===== DATA PROVIDED
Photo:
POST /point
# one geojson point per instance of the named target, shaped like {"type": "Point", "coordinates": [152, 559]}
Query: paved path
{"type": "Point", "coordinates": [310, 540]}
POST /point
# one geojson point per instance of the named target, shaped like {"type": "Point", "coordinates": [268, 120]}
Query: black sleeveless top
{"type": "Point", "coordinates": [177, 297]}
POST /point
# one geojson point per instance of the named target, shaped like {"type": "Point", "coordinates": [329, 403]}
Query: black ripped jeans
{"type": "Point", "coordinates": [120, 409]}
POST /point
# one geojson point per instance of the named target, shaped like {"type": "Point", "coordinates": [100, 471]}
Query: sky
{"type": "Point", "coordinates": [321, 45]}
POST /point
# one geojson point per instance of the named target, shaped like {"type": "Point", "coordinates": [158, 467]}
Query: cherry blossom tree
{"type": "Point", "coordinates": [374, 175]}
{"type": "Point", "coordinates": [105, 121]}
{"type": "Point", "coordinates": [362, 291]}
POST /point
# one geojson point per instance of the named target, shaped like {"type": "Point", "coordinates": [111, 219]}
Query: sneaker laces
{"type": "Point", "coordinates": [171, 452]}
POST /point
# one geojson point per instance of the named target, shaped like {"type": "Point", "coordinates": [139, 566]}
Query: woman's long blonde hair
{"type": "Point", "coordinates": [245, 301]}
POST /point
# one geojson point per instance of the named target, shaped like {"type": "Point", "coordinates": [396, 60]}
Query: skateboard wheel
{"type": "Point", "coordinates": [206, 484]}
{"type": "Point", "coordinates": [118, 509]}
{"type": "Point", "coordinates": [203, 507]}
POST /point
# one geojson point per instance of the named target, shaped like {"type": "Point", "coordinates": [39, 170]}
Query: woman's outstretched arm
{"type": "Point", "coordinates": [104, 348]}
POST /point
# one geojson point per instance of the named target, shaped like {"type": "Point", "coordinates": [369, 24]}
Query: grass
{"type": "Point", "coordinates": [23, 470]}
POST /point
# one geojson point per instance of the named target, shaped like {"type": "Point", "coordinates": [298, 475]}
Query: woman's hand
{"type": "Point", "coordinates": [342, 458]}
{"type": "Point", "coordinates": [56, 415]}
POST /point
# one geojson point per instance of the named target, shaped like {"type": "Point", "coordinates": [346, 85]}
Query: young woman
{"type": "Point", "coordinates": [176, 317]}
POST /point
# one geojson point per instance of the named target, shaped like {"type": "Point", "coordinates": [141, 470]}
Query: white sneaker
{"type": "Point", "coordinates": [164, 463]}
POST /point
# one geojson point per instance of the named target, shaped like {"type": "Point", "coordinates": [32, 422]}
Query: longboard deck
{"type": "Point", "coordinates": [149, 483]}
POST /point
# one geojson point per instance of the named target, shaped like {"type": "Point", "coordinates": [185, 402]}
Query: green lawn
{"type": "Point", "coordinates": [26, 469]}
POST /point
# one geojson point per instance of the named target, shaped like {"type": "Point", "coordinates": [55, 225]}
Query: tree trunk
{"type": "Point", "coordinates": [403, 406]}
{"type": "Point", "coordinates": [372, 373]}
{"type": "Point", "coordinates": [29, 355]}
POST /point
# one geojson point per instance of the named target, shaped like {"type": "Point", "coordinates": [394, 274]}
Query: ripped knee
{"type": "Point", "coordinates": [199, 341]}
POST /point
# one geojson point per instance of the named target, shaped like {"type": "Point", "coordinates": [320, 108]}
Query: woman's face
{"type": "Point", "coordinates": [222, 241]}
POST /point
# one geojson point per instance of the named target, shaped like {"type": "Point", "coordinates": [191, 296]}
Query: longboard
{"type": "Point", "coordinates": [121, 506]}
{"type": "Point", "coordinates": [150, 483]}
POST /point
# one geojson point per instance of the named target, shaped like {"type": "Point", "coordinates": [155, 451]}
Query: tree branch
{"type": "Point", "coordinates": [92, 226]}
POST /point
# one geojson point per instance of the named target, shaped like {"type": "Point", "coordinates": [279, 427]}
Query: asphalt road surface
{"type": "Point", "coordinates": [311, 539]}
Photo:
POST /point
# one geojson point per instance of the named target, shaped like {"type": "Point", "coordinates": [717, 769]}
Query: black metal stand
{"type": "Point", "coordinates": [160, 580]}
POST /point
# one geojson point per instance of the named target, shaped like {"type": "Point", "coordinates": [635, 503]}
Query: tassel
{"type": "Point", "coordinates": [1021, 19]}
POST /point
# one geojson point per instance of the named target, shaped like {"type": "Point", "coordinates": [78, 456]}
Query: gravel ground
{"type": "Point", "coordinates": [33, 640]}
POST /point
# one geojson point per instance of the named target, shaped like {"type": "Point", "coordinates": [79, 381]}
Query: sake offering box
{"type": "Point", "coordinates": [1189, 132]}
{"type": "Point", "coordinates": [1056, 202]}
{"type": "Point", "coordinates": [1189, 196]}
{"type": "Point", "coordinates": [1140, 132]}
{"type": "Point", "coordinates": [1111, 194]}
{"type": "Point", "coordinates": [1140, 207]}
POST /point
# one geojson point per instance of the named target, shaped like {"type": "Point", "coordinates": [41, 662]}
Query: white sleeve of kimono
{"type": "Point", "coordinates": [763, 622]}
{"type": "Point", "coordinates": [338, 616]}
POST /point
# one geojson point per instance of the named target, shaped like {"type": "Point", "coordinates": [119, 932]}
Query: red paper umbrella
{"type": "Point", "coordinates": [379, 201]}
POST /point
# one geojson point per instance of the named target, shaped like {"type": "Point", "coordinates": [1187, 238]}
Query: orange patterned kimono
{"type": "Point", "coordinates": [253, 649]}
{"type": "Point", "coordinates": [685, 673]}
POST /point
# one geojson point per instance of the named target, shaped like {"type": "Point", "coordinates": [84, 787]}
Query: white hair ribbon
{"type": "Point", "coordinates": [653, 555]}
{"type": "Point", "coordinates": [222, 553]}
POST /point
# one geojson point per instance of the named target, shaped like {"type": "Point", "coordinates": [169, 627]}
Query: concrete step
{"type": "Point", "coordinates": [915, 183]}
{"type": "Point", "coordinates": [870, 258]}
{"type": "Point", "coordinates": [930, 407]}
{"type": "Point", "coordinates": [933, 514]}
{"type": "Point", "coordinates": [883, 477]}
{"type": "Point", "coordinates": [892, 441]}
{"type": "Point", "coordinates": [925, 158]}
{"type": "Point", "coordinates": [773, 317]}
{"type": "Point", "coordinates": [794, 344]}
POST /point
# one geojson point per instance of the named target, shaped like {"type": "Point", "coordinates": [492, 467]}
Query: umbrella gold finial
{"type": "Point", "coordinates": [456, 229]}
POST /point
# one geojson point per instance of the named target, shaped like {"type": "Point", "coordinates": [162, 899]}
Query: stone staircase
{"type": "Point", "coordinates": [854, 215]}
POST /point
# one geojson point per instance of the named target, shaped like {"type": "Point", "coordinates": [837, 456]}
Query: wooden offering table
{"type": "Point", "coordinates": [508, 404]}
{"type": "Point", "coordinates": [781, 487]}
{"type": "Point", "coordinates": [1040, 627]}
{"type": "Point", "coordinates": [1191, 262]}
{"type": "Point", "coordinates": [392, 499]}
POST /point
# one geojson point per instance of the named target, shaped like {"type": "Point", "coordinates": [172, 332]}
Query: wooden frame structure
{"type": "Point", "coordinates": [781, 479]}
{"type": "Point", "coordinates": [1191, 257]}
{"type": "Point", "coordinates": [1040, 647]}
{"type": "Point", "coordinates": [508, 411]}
==========
▶ **DESCRIPTION OF THE TASK**
Write out every entry above, word for word.

▶ **REPLY TO THE TASK**
Photo:
POST /point
# one geojson point per instance of the named target, shaped like {"type": "Point", "coordinates": [152, 559]}
Query: paved path
{"type": "Point", "coordinates": [310, 540]}
POST /point
# one geojson point per instance of the named target, shaped like {"type": "Point", "coordinates": [268, 120]}
Query: black sleeveless top
{"type": "Point", "coordinates": [177, 297]}
POST /point
# one geojson point per instance of the named target, shaped like {"type": "Point", "coordinates": [329, 403]}
Query: black ripped jeans
{"type": "Point", "coordinates": [120, 409]}
POST /point
# one geojson point per instance of the named target, shaped like {"type": "Point", "coordinates": [100, 471]}
Query: sky
{"type": "Point", "coordinates": [321, 45]}
POST /point
# one geojson point per instance of the named target, shaped like {"type": "Point", "coordinates": [158, 467]}
Query: cherry blossom tree
{"type": "Point", "coordinates": [374, 175]}
{"type": "Point", "coordinates": [105, 121]}
{"type": "Point", "coordinates": [362, 291]}
POST /point
# one geojson point per instance of the named target, shaped like {"type": "Point", "coordinates": [111, 219]}
Query: sneaker laces
{"type": "Point", "coordinates": [171, 452]}
POST /point
# one geojson point per instance of the named target, shaped like {"type": "Point", "coordinates": [139, 566]}
Query: woman's long blonde hair
{"type": "Point", "coordinates": [245, 301]}
POST /point
# one geojson point per instance of the named target, shaped like {"type": "Point", "coordinates": [396, 60]}
Query: skateboard wheel
{"type": "Point", "coordinates": [206, 484]}
{"type": "Point", "coordinates": [118, 509]}
{"type": "Point", "coordinates": [203, 507]}
POST /point
# one geojson point per instance of the named target, shaped like {"type": "Point", "coordinates": [39, 170]}
Query: woman's outstretched arm
{"type": "Point", "coordinates": [104, 348]}
POST /point
# one geojson point per instance of the named target, shaped like {"type": "Point", "coordinates": [369, 24]}
Query: grass
{"type": "Point", "coordinates": [23, 470]}
POST /point
# one geojson point per instance of the named target, shaped like {"type": "Point", "coordinates": [298, 475]}
Query: woman's hand
{"type": "Point", "coordinates": [342, 458]}
{"type": "Point", "coordinates": [56, 415]}
POST /point
# one geojson point per instance of the named target, shaped like {"type": "Point", "coordinates": [346, 85]}
Query: young woman
{"type": "Point", "coordinates": [176, 317]}
POST /point
# one geojson point per instance of the named target, shaped like {"type": "Point", "coordinates": [141, 470]}
Query: white sneaker
{"type": "Point", "coordinates": [164, 463]}
POST /point
# one geojson point per instance of the named target, shaped like {"type": "Point", "coordinates": [32, 422]}
Query: longboard deck
{"type": "Point", "coordinates": [149, 483]}
POST /point
# one geojson point per instance of the named target, shaped like {"type": "Point", "coordinates": [185, 402]}
Query: green lawn
{"type": "Point", "coordinates": [26, 469]}
POST /point
# one geojson point per instance of the named target, shaped like {"type": "Point", "coordinates": [55, 225]}
Query: tree trunk
{"type": "Point", "coordinates": [403, 406]}
{"type": "Point", "coordinates": [372, 373]}
{"type": "Point", "coordinates": [29, 355]}
POST /point
# one geojson point per instance of the named target, shaped like {"type": "Point", "coordinates": [394, 274]}
Query: ripped knee
{"type": "Point", "coordinates": [199, 341]}
POST /point
# one geojson point per instance of the named target, shaped like {"type": "Point", "coordinates": [320, 108]}
Query: woman's face
{"type": "Point", "coordinates": [222, 241]}
POST /point
# one geojson point per instance of the named target, shaped like {"type": "Point", "coordinates": [191, 296]}
Query: longboard
{"type": "Point", "coordinates": [121, 506]}
{"type": "Point", "coordinates": [150, 483]}
POST /point
# one geojson point per instance of the named target, shaped like {"type": "Point", "coordinates": [155, 451]}
Query: tree branch
{"type": "Point", "coordinates": [92, 226]}
POST /point
# one geojson point per instance of the named target, shaped like {"type": "Point", "coordinates": [279, 427]}
Query: asphalt road surface
{"type": "Point", "coordinates": [311, 539]}
Photo:
POST /point
# one geojson point per instance of the named target, shaped like {"type": "Point", "coordinates": [717, 769]}
Query: black metal stand
{"type": "Point", "coordinates": [160, 580]}
POST /point
# one geojson point per instance of the named target, shaped like {"type": "Point", "coordinates": [635, 503]}
Query: tassel
{"type": "Point", "coordinates": [1021, 19]}
POST /point
# one geojson point per instance of the named target, shaped like {"type": "Point", "coordinates": [78, 456]}
Query: gravel ground
{"type": "Point", "coordinates": [33, 640]}
POST /point
# one geojson point per instance of the named target, shaped like {"type": "Point", "coordinates": [79, 381]}
Query: sake offering box
{"type": "Point", "coordinates": [1189, 132]}
{"type": "Point", "coordinates": [1056, 202]}
{"type": "Point", "coordinates": [1189, 196]}
{"type": "Point", "coordinates": [1140, 132]}
{"type": "Point", "coordinates": [1111, 194]}
{"type": "Point", "coordinates": [1140, 207]}
POST /point
# one geojson point per instance of the named target, shaped like {"type": "Point", "coordinates": [41, 662]}
Query: white sleeve of kimono
{"type": "Point", "coordinates": [763, 622]}
{"type": "Point", "coordinates": [338, 616]}
POST /point
# one geojson point per instance of the named target, shaped like {"type": "Point", "coordinates": [119, 932]}
Query: red paper umbrella
{"type": "Point", "coordinates": [379, 201]}
POST /point
# one geojson point per instance of the named target, shaped like {"type": "Point", "coordinates": [1187, 238]}
Query: orange patterned kimono
{"type": "Point", "coordinates": [253, 649]}
{"type": "Point", "coordinates": [685, 673]}
POST /point
# one geojson point per instance of the named target, shaped like {"type": "Point", "coordinates": [84, 787]}
Query: white hair ribbon
{"type": "Point", "coordinates": [653, 555]}
{"type": "Point", "coordinates": [222, 553]}
POST /point
# one geojson point per instance of the named target, shaped like {"type": "Point", "coordinates": [169, 627]}
Query: concrete step
{"type": "Point", "coordinates": [915, 183]}
{"type": "Point", "coordinates": [870, 258]}
{"type": "Point", "coordinates": [930, 407]}
{"type": "Point", "coordinates": [933, 514]}
{"type": "Point", "coordinates": [883, 477]}
{"type": "Point", "coordinates": [892, 441]}
{"type": "Point", "coordinates": [925, 158]}
{"type": "Point", "coordinates": [773, 317]}
{"type": "Point", "coordinates": [794, 344]}
POST /point
# one geojson point per instance of the named target, shaped like {"type": "Point", "coordinates": [492, 467]}
Query: umbrella gold finial
{"type": "Point", "coordinates": [456, 229]}
POST /point
# one geojson point per instance of the named target, shaped like {"type": "Point", "coordinates": [162, 899]}
Query: stone staircase
{"type": "Point", "coordinates": [854, 215]}
POST /point
# one geojson point per instance of the named target, shaped like {"type": "Point", "coordinates": [837, 456]}
Query: wooden offering table
{"type": "Point", "coordinates": [508, 404]}
{"type": "Point", "coordinates": [781, 487]}
{"type": "Point", "coordinates": [1040, 627]}
{"type": "Point", "coordinates": [1191, 262]}
{"type": "Point", "coordinates": [392, 499]}
POST /point
# one geojson point per instance of the named target, shaped like {"type": "Point", "coordinates": [172, 332]}
Query: wooden frame structure
{"type": "Point", "coordinates": [781, 479]}
{"type": "Point", "coordinates": [1191, 257]}
{"type": "Point", "coordinates": [1040, 647]}
{"type": "Point", "coordinates": [508, 411]}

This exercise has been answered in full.